Exercise text Block Start
6.  TMX5, a Natural Trapping Mutant Member of the TMX Family

TMX5 (TXNDC15) is another poorly characterized member of the TMX family. It is a predicted single-span type I protein of 360 amino acids (Figure 1). It has been identified in a large scale protein screening in 2003 [48]. Structurally, TMX5 has a large N-terminal luminal domain and a very short C-terminal cytoplasmic tail of 18 amino acids, which lacks canonical ER retention signals. This characteristic suggests that unlike other TMXs, TMX5 could potentially leave the ER and traffic through the secretory pathway. Unfortunately, no information is currently available on tissue expression and transcriptional regulation of TMX5. TMX5 possesses four putative N-glycosylation sites and one type-a TRX-like domain within its N-terminal luminal portion. The core of its TRX-like domain is represented by a non-canonical CRFS active site. The absence of the C-terminal cysteine residue within its active site defines TMX5 as a natural trapping mutant protein [49]. Indeed, the N-terminal cysteine of the TMX5 active site can nucleophilically attack free thiol group in protein substrates, but the interaction can be resolved only by the intervention of an external cysteine provided by another PDI or by the protein substrate itself. As such, the mixed disulfide between TMX5 and client proteins results stabilized and it could be long-living.
To date, no evidence has been reported on the physiologic roles of TMX5. Mutations in TMX5 gene have recently been associated with the development of the Meckel-Gruber syndrome (MKS), a rare perinatally lethal autosomal recessive disease caused by defective ciliogenesis [50]. Deletions and missense mutations result in the generation of truncated forms of TMX5 that do not localize within primary cilium or periciliary regions as the wild type [51][52][53]. Thus, the mis-localization or the premature degradation of TMX5 might correlate with the onset of such ciliopathies. Indeed, it has been found that patients' derived mutated fibroblasts as well as cells subjected to siRNA knockdown have a reduced number of ciliated cells, abnormal ciliary morphology and an aberrant localization to the transition zone of TMEM67 [51][52], a crucial regulator of cilia function [54].

7. Conclusion

We recapitulate the current knowledge about the features and roles of the members of the TMX family. These are five membrane-tethered PDIs, which are characterized by an ER signal sequence and a type-a TRX-like domain. Despite their similarities, the TMXs also show some structural differences, which could hint at a certain degree of functional diversification and specialization among the different members of the TMX family. Future dissection of their individual roles are needed to enlarge our knowledge about PDIs functions, and to allow the comparison between the members of the same TMX family and between membrane-tethered and soluble PDIs.
Exercise text Block End
Provided information Block Start
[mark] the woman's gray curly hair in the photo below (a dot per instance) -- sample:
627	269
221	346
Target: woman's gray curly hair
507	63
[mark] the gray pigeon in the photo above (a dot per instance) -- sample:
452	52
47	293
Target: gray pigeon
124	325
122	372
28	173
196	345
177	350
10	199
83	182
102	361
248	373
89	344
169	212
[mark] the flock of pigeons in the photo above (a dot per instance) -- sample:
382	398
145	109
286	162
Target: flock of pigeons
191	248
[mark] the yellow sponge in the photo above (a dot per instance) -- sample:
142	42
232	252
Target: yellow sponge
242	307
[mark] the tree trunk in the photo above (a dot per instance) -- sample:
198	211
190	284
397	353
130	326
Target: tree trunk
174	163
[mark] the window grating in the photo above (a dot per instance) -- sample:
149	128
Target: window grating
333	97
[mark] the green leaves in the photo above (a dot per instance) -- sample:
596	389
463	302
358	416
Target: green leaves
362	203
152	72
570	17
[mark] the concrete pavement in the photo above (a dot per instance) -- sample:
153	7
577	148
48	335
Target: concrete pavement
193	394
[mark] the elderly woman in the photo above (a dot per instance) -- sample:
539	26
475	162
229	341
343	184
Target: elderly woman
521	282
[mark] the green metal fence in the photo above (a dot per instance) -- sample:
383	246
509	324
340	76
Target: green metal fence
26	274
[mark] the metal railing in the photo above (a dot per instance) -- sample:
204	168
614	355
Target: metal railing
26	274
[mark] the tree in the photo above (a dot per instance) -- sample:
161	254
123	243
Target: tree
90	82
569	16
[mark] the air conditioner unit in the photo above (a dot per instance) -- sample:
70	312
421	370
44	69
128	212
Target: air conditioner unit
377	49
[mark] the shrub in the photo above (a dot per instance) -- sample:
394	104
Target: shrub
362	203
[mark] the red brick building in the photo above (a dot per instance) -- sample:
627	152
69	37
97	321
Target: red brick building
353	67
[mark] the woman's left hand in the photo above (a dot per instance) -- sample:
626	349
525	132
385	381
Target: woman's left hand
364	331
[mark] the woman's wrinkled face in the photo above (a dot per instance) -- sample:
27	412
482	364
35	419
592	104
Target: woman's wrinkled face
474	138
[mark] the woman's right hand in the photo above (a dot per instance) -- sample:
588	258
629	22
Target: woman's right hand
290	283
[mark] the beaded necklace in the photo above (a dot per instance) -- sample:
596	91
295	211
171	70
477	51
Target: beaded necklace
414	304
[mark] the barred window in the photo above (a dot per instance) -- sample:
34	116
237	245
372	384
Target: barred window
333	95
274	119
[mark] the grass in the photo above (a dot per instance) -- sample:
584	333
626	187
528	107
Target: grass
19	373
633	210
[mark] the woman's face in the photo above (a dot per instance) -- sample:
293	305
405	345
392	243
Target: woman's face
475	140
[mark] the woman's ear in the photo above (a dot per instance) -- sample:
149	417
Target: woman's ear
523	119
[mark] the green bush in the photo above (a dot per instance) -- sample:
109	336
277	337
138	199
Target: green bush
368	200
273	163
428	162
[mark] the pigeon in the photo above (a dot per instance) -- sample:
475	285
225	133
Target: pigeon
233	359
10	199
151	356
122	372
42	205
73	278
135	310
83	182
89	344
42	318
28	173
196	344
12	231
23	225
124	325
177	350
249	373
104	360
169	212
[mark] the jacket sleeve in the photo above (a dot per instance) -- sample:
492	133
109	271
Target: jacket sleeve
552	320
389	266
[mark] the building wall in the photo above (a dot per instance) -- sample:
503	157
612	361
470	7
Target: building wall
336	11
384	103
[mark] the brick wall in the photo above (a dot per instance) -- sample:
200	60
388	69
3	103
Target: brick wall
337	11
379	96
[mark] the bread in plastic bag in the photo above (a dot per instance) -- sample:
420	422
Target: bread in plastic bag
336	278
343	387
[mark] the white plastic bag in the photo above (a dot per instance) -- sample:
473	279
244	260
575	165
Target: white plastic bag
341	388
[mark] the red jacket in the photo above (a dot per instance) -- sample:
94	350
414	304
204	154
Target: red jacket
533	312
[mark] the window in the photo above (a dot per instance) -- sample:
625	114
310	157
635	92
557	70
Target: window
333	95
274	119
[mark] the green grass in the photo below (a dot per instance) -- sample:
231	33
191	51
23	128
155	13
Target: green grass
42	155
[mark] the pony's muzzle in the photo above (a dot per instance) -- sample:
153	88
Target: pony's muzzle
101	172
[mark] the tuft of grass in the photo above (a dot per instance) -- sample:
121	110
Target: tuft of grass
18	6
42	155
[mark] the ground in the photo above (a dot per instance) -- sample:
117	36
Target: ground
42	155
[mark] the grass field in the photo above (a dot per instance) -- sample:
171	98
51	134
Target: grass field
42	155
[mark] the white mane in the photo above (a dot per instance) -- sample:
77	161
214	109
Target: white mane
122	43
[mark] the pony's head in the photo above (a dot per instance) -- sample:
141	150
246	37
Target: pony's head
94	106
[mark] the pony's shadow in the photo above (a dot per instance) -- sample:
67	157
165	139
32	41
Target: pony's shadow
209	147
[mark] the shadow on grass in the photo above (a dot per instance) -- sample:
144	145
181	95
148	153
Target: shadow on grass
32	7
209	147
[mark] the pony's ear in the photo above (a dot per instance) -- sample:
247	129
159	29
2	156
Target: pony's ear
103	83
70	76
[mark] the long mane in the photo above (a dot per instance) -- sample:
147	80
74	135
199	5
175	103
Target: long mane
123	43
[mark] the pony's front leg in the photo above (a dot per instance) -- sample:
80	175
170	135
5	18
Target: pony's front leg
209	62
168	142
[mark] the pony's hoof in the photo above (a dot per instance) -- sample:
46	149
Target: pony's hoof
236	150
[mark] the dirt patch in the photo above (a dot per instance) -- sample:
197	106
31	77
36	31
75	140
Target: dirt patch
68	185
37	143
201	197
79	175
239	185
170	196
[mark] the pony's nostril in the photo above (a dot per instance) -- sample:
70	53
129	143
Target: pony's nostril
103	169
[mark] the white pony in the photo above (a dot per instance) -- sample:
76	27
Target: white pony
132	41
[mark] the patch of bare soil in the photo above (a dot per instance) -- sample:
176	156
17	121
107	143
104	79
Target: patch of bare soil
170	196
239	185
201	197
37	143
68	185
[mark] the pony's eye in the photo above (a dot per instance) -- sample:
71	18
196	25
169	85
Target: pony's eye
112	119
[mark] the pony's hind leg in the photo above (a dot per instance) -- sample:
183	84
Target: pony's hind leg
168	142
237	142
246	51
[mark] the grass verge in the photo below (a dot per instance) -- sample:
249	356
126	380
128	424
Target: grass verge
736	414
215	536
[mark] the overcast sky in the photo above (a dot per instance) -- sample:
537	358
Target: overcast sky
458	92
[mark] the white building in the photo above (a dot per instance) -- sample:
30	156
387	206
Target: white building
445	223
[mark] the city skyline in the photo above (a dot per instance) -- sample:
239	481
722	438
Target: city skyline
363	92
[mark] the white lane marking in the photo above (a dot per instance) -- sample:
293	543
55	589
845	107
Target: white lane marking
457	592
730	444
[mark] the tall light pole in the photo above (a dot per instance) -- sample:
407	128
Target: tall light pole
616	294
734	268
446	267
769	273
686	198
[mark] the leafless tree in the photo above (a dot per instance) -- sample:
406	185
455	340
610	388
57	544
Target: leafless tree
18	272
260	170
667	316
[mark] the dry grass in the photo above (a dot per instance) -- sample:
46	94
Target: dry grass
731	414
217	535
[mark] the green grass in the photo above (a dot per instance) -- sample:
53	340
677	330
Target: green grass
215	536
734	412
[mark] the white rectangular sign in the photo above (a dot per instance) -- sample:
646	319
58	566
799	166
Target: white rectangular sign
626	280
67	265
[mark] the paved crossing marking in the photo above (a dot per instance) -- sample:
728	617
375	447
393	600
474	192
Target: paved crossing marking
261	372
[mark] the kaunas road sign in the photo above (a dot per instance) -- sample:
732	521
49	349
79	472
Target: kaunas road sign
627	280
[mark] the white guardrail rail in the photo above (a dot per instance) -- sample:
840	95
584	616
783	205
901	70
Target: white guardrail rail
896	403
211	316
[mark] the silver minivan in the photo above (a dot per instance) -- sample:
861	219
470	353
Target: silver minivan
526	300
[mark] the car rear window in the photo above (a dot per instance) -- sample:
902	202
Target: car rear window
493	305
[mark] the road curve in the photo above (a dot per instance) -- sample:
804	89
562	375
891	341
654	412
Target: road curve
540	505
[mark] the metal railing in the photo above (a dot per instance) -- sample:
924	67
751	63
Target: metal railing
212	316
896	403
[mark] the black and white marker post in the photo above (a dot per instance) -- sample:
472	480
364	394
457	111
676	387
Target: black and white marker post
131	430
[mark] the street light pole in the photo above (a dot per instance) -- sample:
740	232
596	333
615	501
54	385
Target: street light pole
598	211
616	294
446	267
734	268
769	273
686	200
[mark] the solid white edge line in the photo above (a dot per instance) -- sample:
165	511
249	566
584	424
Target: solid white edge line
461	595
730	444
Provided information Block End
## Tasks for this exercise
1. Reproduce word for word everything in the TMX family text from "We recapitulate the" down to "and soluble PDIs.".
2. According to the TMX family text, how many amino acids make up the C-terminal cytoplasmic tail of TMX5?

## Responses to the exercise
1.
We recapitulate the current knowledge about the features and roles of the members of the TMX family. These are five membrane-tethered PDIs, which are characterized by an ER signal sequence and a type-a TRX-like domain. Despite their similarities, the TMXs also show some structural differences, which could hint at a certain degree of functional diversification and specialization among the different members of the TMX family. Future dissection of their individual roles are needed to enlarge our knowledge about PDIs functions, and to allow the comparison between the members of the same TMX family and between membrane-tethered and soluble PDIs.

2. 18 amino acids